▼▼▼

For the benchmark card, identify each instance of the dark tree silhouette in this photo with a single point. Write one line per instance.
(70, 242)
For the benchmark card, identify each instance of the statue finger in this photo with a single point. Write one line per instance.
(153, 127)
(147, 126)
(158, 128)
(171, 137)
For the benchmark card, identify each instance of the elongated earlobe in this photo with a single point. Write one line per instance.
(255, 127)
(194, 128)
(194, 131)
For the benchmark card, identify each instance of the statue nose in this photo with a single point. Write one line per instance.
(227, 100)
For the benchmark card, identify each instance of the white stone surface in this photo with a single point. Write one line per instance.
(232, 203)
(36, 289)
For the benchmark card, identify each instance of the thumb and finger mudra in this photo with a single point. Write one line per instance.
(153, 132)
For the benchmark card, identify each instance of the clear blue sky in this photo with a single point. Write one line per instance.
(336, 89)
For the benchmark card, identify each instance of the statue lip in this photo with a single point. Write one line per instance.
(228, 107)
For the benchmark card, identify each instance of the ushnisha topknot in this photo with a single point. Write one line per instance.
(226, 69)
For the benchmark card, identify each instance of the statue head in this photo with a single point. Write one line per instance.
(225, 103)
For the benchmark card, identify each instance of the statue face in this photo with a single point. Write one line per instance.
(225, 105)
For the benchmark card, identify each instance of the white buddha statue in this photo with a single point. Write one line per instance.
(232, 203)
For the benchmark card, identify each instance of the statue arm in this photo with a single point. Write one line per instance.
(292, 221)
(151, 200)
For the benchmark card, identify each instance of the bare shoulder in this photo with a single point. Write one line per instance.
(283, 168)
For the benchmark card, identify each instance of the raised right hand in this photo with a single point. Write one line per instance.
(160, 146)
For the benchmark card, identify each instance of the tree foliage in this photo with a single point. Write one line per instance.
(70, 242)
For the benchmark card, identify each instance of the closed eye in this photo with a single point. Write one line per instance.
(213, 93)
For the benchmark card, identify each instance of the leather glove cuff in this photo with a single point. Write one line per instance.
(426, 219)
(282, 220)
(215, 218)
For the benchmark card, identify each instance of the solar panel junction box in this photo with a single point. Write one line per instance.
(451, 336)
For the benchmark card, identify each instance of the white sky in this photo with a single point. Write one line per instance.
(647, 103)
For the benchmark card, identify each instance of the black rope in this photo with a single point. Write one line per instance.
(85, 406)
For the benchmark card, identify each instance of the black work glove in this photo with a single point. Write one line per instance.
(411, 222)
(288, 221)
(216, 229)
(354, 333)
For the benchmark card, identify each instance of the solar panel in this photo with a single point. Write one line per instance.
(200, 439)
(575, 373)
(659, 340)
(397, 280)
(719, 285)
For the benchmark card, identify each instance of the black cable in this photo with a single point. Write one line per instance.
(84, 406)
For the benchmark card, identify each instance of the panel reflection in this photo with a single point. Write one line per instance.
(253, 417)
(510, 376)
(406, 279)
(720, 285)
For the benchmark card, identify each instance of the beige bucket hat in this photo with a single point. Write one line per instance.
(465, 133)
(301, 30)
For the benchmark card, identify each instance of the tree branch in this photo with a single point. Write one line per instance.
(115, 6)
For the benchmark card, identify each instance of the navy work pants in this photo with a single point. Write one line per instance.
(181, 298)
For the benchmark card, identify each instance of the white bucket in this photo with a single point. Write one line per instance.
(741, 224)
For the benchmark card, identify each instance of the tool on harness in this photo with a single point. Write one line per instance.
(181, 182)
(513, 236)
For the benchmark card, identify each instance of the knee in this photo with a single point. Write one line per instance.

▲▲▲

* **Task to carry out**: Copy out the whole listing, exactly as written.

* **Problem solution**:
For the benchmark card, identify each instance of the dark tree silhouette in this photo with a single point. Write one line per instance.
(70, 242)
For the benchmark card, identify each instance of the statue finger in this photo with a single point. Write one line per instance.
(153, 127)
(147, 126)
(158, 128)
(171, 137)
For the benchmark card, identify each instance of the elongated earlobe in this photo with a single point. Write one line per instance.
(255, 127)
(194, 128)
(194, 131)
For the benchmark card, identify each instance of the statue nose in this photo with a single point. Write one line per instance.
(227, 100)
For the benchmark card, identify each instance of the white stone surface in this photo with a single point. Write one line per instance.
(232, 203)
(36, 289)
For the benchmark card, identify each instance of the thumb and finger mudra in this photo with a single point. Write one line per instance.
(153, 132)
For the benchmark card, identify each instance of the clear blue sky in this photo with a single point. Write one line per instance.
(336, 89)
For the benchmark card, identify each instance of the statue lip in this photo with a single point. Write one line per instance.
(228, 107)
For the benchmark card, identify each instance of the ushnisha topknot in this photo with a single point. Write one line per instance.
(226, 69)
For the benchmark card, identify each instance of the statue head in this photo with a single point. Write one line per instance.
(225, 103)
For the benchmark card, identify each instance of the statue face in this photo with a single point. Write one line per instance.
(225, 105)
For the benchmark card, identify each instance of the white buddha statue in this photo with a single point. Write one line per instance.
(232, 203)
For the benchmark card, identify each instance of the statue arm in this photo with a single point. Write one line per instance.
(292, 221)
(151, 200)
For the benchmark card, identify each instance of the bare shoulder in this photo with a single point. Write one line per instance.
(283, 168)
For the benchmark card, identify each instance of the raised right hand in this photo with a single point. Write one line per instance.
(160, 146)
For the benchmark card, identify each instance of the tree foliage in this photo with a single point. Write one line per instance.
(70, 242)
For the benchmark card, identify each instance of the closed eye in this photo with a single point. Write one line per instance.
(213, 93)
For the benchmark card, identify each instance of the leather glove cuff in this photo with a single point. Write one line per instance.
(426, 219)
(282, 220)
(215, 218)
For the benchmark card, identify each instance of the solar panel junction box in this photo with a single point. Write one line per instance.
(451, 336)
For the benchmark card, identify each instance of the white sky in this photo with a single point. Write one line per instance.
(647, 103)
For the benchmark card, identify each instance of the black rope in this photo with a single point. Write one line per instance.
(85, 406)
For the benchmark card, identify each instance of the black work glove in this photo with a single point. Write one line per instance.
(411, 222)
(288, 221)
(216, 229)
(354, 333)
For the benchmark card, identify each instance of the solar panel in this photo with a single point. Write one line per instance.
(200, 439)
(575, 373)
(659, 340)
(397, 280)
(719, 285)
For the benchmark card, identify each instance of the black cable in this photo with a single point. Write one line per instance.
(84, 406)
For the benchmark card, identify each instance of the panel reflection in this photo with a single point. Write one line per instance.
(253, 417)
(510, 376)
(406, 279)
(720, 285)
For the benchmark card, identify each instance of the beige bucket hat in this photo with a single point. Write one line per instance.
(465, 133)
(301, 30)
For the benchmark card, identify each instance of the tree branch in this photo with a single point. Write one line per instance.
(115, 6)
For the benchmark card, identify each instance of the navy work pants in this photo with a single point. Write one line per instance.
(181, 298)
For the benchmark card, identify each instance of the white bucket in this photo with a single point. Write one line per instance.
(741, 224)
For the benchmark card, identify each instance of the tool on harness in this photo with a single point. Write one line per instance.
(181, 182)
(513, 236)
For the benchmark card, identify each instance of the knee in this photo with a single point. Write one line per instance.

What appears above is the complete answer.